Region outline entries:
★ ★ ★ ★
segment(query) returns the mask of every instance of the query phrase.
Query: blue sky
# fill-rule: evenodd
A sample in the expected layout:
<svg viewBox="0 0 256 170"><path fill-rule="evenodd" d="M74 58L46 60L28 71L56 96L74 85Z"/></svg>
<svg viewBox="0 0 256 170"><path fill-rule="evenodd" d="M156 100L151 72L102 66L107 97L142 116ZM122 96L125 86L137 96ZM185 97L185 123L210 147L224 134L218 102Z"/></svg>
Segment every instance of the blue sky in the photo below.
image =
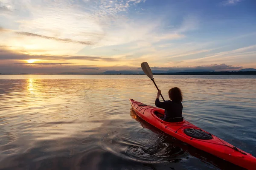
★ ★ ★ ★
### Task:
Select every line of the items that contains the string "evenodd", and copy those lines in full.

### Task response:
# fill-rule: evenodd
<svg viewBox="0 0 256 170"><path fill-rule="evenodd" d="M74 58L46 60L28 71L56 96L74 85Z"/></svg>
<svg viewBox="0 0 256 170"><path fill-rule="evenodd" d="M156 100L151 72L102 66L107 97L142 116ZM122 96L125 86L137 96ZM185 97L185 123L210 147L224 134L218 102Z"/></svg>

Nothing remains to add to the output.